→ **OBJETIVO 1**
Transcreva o trecho do texto sobre o caso do saque do BNA que começa nas palavras "b) é um governo" e termina depois de "o saque milionário.".
##### TEXTO DE LEITURA #####
Desde finais do mês de Outubro até esta data, o F8 tem vido a revelar aos seus leitores uma versão sobre um caso despoletado por um vice-ministro das Finanças, já exonerado, não se sabe se por isso mesmo…, e alavancado pela Procuradoria-Geral da República, que, bem analisado, é certamente dos mais espantosos, escandalosos e monstruosamente fora do normal do mundo. Repetimos: do mundo! Não é de Cabinda ao Cunene, é do Pólo Norte ao Pólo Sul e de Luanda a Luanda a dar a volta ao planeta. Um assalto jamais visto, único!
Willian Tonet & Arlindo Santana
Hoje trazemos a liça algumas questões cuja pertinência jurídica é importante, julgamos, a sua retenção e análise, porquanto o “Caso do Saque do BNA”, não pode ser encarado como tendo sido perpetrado, pelo que nos dá a ver a parte visível do iceberg, por “Zés-Ninguém”, detentores de baixas e médias patentes, como responsáveis do desvio para as suas contas bancárias um quanto “canhotamente”, diga-se a verdade (propositadamente?...), de uns largos milhões de dólares.
Uma questão importante em todo este caso, para credibilização da imparcialidade da investigação é o de se saber em que pedestal a PGR coloca, no caso, o Banco Nacional de Angola:
a) é uma empresa pública?
b) é um governo autónomo gestor dos grandes capitais do Estado e públicos?
Desta distinção se poderá visualizar a incidência e responsabilização criminal do(s) agente que com os seus actos premeditados, negligentes ou dolosos escancarou os cofres de tão importante instituição, para o saque milionário.
Chegados a esta margem, não se pode ilibar os vários governadores do BNA, que com a sua assinatura tornaram lícitos todas transferências, não colhendo a tese de terem sido aldrabados, por esta figura não estar capitulada na norma jurídica, ao contrário da negligência consciente.
Nestes casos (negligência consciente) o agente previu a verificação do facto ilícito como possível, mas por leviandade, precipitação, desleixo ou incúria acreditou na sua não verificação, e só por isso não tomou as providências necessárias para o evitar. Ou seja: neste caso os vários governadores e administradores da SENHA A, previram o resultado como possível, mas confiaram, apesar disso, em que ele não viesse a produzir-se. Esta circunstância permite, pese ser ténue a fronteira da forma de culpa do agente ou agentes, quanto a sua actuação, se apenas no quadro da negligência consciente ou do dolo eventual.
No caso, não pode haver leviandade na apreciação da acção dos governadores e administradores de topo do BNA, porquanto eles tinham o dever de não deixar de observar os deveres de cuidado que uma pessoa normalmente diligente deve adoptar, sendo o seu comportamento grave ao omitirem os deveres de cuidado, porquanto a omissão, nestes casos, só é encarada na esfera de uma pessoa especialmente descuidada e incauta que deixa de respeitar os procedimentos internos.
##### DADOS FORNECIDOS #####
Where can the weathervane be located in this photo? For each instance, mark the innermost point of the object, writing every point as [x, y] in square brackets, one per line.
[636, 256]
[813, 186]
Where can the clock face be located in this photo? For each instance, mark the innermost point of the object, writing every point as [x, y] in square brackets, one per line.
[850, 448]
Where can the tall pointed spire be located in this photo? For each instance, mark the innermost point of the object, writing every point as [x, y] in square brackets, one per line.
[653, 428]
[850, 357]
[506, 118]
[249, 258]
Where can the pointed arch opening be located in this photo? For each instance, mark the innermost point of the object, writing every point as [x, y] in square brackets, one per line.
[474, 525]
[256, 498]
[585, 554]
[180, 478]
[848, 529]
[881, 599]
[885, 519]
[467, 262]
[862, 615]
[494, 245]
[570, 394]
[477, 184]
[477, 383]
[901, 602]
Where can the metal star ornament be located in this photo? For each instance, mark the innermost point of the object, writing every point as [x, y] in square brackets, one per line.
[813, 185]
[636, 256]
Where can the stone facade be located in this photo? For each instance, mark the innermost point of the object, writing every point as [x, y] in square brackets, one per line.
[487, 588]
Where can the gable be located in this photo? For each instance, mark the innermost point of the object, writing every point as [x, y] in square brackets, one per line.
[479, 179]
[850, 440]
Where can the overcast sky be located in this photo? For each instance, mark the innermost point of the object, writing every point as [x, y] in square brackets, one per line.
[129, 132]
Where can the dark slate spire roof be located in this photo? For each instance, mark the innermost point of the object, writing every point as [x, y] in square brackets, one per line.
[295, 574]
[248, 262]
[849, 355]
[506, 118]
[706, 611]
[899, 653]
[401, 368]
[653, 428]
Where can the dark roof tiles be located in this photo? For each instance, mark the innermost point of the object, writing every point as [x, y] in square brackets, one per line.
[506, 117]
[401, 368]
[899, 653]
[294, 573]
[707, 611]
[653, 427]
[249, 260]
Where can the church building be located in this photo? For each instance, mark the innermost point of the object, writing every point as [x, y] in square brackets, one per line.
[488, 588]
#####
→ **OBJETIVO 2**
Atualize as entradas desde a linha que contém "Where can the dark slate" até à última entrada, ambas incluídas, trocando "innermost point" por "central point" sem alterar mais nada. Apresente apenas essas linhas.

→ **RESPOSTA 1**
b) é um governo autónomo gestor dos grandes capitais do Estado e públicos?
Desta distinção se poderá visualizar a incidência e responsabilização criminal do(s) agente que com os seus actos premeditados, negligentes ou dolosos escancarou os cofres de tão importante instituição, para o saque milionário.

→ **RESPOSTA 2**
Where can the dark slate spire roof be located in this photo? For each instance, mark the central point of the object, writing every point as [x, y] in square brackets, one per line.
[295, 574]
[248, 262]
[849, 355]
[506, 118]
[706, 611]
[899, 653]
[401, 368]
[653, 428]
Where can the dark roof tiles be located in this photo? For each instance, mark the central point of the object, writing every point as [x, y] in square brackets, one per line.
[506, 117]
[401, 368]
[899, 653]
[294, 573]
[707, 611]
[653, 427]
[249, 260]
Where can the church building be located in this photo? For each instance, mark the central point of the object, writing every point as [x, y] in square brackets, one per line.
[488, 588]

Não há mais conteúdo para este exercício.